→ **DATA SHOWN**:

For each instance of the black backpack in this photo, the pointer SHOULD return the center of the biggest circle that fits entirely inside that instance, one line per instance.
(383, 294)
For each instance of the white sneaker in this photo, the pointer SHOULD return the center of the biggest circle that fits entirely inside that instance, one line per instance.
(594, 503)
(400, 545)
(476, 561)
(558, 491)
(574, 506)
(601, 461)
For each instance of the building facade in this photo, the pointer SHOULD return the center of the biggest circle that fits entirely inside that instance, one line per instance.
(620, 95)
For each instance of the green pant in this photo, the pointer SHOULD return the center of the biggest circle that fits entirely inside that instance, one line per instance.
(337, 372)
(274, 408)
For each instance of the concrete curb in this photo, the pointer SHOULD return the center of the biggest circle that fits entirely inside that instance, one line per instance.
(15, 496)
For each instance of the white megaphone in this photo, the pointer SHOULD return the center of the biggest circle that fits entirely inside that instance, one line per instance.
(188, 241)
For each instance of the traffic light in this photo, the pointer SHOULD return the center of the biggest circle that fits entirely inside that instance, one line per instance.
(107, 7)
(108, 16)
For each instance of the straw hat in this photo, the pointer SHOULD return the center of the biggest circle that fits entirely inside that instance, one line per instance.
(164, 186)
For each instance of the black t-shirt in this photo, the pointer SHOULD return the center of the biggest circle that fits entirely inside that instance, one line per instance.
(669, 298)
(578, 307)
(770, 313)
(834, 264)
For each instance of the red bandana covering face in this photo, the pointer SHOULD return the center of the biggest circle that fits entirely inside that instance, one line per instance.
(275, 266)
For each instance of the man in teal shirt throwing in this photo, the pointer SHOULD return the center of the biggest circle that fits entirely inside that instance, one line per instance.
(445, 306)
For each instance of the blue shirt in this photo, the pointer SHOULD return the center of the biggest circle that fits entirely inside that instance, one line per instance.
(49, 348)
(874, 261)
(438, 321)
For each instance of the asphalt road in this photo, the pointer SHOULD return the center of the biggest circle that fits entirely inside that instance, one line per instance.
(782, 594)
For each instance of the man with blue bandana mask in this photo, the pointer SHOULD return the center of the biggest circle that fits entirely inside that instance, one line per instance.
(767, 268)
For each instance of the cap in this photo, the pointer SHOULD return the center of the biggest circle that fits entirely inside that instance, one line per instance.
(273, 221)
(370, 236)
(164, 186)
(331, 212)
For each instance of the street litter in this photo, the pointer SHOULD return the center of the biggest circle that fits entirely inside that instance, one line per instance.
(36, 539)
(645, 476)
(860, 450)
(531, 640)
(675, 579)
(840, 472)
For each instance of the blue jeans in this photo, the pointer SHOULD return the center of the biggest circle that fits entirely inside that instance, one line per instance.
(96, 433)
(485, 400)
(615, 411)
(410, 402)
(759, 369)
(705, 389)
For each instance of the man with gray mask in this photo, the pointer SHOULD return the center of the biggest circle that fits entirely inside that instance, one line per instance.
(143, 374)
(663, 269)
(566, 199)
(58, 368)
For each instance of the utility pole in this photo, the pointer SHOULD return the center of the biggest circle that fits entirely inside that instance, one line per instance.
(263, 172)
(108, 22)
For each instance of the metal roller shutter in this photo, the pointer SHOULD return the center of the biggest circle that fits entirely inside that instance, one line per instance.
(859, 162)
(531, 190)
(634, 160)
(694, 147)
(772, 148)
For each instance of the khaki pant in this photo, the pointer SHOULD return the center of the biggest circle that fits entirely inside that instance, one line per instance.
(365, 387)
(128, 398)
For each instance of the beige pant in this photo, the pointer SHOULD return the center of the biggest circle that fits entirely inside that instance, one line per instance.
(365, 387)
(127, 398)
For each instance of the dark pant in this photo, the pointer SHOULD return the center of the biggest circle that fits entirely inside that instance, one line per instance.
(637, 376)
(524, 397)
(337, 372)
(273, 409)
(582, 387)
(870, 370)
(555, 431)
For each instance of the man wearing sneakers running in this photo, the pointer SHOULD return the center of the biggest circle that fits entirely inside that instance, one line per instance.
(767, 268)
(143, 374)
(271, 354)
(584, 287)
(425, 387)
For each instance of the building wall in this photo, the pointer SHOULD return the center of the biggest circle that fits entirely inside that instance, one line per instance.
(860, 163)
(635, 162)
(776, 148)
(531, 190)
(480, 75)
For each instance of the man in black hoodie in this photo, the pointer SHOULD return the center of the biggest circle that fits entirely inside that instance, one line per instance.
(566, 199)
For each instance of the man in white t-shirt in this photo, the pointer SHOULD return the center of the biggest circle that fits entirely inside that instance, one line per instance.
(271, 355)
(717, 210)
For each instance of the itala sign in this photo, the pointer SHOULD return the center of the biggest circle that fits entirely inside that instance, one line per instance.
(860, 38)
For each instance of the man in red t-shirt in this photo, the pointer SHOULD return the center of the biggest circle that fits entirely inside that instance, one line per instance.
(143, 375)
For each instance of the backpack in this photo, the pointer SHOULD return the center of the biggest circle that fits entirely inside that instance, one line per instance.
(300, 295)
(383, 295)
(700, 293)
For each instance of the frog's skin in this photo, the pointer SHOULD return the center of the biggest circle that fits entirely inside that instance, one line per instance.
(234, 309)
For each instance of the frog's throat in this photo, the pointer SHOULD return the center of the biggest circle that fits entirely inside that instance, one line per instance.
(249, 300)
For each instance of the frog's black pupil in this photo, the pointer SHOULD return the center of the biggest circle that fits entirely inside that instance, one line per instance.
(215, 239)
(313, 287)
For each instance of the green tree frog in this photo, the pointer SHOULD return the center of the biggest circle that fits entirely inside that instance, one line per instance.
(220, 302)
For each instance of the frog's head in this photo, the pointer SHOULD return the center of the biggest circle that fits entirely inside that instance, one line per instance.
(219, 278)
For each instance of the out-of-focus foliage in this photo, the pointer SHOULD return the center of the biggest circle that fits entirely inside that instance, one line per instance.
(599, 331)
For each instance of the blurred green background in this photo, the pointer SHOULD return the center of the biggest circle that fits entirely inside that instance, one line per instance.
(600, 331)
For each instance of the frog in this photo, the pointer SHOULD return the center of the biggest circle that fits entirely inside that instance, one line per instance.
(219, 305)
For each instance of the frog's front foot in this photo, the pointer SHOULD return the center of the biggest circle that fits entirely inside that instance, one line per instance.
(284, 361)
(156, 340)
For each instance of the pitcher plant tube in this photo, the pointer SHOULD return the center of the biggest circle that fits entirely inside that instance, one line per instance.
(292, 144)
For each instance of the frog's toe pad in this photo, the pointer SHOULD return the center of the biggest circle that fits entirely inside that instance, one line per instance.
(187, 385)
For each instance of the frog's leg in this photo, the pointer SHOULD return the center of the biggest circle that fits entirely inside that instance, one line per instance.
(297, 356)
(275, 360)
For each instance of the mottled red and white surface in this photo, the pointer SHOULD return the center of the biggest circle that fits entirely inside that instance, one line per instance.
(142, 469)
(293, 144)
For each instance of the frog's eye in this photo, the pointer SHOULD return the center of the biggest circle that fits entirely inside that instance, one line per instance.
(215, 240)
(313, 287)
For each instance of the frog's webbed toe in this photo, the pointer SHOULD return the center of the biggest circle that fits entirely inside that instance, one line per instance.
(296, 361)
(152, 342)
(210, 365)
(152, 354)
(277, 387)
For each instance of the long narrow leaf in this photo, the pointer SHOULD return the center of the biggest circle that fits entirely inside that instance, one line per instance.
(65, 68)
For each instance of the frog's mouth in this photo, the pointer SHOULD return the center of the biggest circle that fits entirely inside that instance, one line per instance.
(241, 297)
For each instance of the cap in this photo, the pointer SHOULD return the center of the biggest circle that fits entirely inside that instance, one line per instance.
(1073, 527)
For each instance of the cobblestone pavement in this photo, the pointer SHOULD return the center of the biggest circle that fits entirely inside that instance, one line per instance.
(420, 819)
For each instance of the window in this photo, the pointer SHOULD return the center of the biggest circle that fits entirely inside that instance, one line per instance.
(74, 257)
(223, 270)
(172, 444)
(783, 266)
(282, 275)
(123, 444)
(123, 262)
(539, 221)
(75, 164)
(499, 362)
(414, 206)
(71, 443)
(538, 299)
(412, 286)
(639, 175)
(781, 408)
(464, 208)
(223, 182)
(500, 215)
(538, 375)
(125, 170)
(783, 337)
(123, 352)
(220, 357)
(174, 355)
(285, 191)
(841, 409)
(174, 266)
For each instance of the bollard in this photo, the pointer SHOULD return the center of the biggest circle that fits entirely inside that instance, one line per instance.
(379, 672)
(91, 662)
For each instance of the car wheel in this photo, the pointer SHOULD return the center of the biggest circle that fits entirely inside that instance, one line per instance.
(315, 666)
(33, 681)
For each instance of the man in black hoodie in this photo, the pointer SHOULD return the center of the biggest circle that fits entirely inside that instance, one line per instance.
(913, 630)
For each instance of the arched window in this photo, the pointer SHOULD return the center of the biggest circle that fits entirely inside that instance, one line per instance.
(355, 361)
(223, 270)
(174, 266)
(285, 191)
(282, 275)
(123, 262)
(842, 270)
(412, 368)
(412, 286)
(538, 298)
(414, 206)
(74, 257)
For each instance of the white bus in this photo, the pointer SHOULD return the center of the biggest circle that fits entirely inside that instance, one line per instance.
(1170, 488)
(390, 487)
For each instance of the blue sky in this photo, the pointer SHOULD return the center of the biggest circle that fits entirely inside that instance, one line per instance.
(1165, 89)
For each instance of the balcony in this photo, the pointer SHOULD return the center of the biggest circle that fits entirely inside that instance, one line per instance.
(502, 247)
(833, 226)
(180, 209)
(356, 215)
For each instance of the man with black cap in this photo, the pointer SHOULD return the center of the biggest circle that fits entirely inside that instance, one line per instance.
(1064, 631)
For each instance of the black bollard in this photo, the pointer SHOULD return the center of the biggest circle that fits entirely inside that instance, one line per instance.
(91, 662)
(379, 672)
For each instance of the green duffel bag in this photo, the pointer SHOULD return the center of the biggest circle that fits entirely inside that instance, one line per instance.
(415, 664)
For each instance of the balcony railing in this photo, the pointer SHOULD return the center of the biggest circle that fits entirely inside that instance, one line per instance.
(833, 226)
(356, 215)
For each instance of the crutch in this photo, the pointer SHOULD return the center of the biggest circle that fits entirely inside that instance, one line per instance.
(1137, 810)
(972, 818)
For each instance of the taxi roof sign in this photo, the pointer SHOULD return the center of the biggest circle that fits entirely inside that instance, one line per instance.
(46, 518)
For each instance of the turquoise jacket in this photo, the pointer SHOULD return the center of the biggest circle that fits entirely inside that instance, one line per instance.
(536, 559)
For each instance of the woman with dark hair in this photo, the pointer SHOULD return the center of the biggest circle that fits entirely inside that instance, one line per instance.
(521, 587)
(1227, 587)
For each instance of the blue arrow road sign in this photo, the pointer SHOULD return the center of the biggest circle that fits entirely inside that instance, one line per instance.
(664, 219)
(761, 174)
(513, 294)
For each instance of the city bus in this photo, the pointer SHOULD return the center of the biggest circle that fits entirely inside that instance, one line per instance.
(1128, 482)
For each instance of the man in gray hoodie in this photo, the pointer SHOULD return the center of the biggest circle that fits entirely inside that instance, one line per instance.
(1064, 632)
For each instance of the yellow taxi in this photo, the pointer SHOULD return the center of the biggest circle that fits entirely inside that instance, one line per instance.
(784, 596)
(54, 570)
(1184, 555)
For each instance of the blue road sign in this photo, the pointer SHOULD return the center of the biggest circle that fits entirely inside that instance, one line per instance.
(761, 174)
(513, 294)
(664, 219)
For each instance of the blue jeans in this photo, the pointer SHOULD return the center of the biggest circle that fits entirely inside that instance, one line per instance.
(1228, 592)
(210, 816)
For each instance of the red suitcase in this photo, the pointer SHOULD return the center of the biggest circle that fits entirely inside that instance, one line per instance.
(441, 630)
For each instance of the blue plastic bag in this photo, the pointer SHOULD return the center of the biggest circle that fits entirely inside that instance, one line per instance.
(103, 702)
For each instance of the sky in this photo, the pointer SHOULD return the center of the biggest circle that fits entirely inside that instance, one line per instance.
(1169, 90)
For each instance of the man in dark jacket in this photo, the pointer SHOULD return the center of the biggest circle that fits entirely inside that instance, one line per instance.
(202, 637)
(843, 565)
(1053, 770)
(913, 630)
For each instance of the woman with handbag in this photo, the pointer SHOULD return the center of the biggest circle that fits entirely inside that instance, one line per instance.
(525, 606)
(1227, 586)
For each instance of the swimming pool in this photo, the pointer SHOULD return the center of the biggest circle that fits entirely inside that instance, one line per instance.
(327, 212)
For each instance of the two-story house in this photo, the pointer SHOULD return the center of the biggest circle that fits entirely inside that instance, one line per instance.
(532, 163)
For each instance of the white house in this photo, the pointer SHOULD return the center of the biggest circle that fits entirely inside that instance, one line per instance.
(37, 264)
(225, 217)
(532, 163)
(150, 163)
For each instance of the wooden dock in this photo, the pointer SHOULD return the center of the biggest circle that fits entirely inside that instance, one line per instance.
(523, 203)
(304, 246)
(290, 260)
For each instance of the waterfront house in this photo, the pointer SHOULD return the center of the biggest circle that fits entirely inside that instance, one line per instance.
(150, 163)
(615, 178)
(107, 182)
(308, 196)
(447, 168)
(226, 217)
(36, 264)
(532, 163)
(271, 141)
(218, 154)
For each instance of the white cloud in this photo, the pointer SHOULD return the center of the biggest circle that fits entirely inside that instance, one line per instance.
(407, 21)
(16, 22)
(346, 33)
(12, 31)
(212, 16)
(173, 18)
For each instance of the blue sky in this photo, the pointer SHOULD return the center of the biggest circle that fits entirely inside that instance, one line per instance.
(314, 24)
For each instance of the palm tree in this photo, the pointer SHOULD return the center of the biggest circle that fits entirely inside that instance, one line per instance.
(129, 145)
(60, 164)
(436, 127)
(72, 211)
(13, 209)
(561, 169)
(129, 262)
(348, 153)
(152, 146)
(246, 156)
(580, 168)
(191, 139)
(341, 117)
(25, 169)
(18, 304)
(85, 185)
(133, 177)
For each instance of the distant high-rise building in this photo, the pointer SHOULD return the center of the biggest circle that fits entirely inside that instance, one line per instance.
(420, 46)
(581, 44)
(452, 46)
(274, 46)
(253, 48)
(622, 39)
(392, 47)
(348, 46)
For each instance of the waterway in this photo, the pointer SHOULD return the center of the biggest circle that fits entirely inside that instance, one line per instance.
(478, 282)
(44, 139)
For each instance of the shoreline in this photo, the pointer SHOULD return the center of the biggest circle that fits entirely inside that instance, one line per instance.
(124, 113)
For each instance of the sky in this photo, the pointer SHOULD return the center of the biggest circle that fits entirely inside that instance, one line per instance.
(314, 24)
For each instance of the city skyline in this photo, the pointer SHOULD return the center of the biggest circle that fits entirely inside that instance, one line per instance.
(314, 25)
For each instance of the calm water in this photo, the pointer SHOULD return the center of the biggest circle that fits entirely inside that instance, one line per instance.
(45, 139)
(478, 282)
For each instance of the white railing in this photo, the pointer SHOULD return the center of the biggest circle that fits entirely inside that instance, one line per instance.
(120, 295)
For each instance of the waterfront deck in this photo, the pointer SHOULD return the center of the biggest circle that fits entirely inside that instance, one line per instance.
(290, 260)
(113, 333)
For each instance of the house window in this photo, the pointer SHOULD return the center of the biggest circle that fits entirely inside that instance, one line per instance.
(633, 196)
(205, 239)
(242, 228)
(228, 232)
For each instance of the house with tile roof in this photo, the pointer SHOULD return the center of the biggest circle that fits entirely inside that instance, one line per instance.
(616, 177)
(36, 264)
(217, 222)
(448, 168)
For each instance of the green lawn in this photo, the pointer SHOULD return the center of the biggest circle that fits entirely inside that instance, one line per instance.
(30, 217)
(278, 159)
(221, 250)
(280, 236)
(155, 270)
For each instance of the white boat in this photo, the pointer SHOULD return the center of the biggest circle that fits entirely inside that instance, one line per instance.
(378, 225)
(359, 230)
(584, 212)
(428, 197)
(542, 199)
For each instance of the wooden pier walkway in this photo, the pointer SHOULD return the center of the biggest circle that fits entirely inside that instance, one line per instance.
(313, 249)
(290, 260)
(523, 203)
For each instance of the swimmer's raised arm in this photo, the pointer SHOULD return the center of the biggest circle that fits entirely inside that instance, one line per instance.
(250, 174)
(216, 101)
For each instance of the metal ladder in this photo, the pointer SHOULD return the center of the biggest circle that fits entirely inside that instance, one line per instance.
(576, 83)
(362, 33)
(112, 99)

→ **YOUR OBJECTIVE**:
Only the lines from the one that contains "For each instance of the house window" to the end of the entries above should be given again, exactly and in full.

→ **RESULT FOR THIS TASK**:
For each instance of the house window in this photo, the pointer SHOULD return the center of the biggest circle that fits entirely inside that instance, one line per instance.
(633, 196)
(205, 239)
(242, 228)
(228, 232)
For each instance of the house with tile roof in this photo, the pointer SHOULD return the center of the biggest circle that fits entirely inside that instance, one line per instance.
(616, 177)
(36, 264)
(217, 222)
(448, 168)
For each instance of the green lawn in this photo, the pointer SHOULD return the center of the biggest circle that fits entirely inside that instance, one line per instance.
(30, 217)
(278, 159)
(221, 250)
(280, 236)
(155, 270)
For each instance of the white boat in this photo, the pointer SHOULD return the center of the biggest circle that fits entirely inside that instance, one line per instance.
(378, 225)
(359, 230)
(584, 212)
(428, 197)
(542, 199)
For each instance of the wooden pier walkway in this photo, the pointer SHOULD return the center of the biggest circle that fits entirely inside that instance, one line per instance.
(313, 249)
(290, 260)
(523, 203)
For each instance of the swimmer's raised arm in this photo, the pointer SHOULD return the center of the biggest circle that fits entirely inside that instance, one line per instance.
(250, 174)
(216, 101)
For each instance of the metal ladder in this photo, the pointer SHOULD return the center of the biggest circle that fits entirely inside that instance, one line per instance.
(576, 83)
(362, 33)
(112, 99)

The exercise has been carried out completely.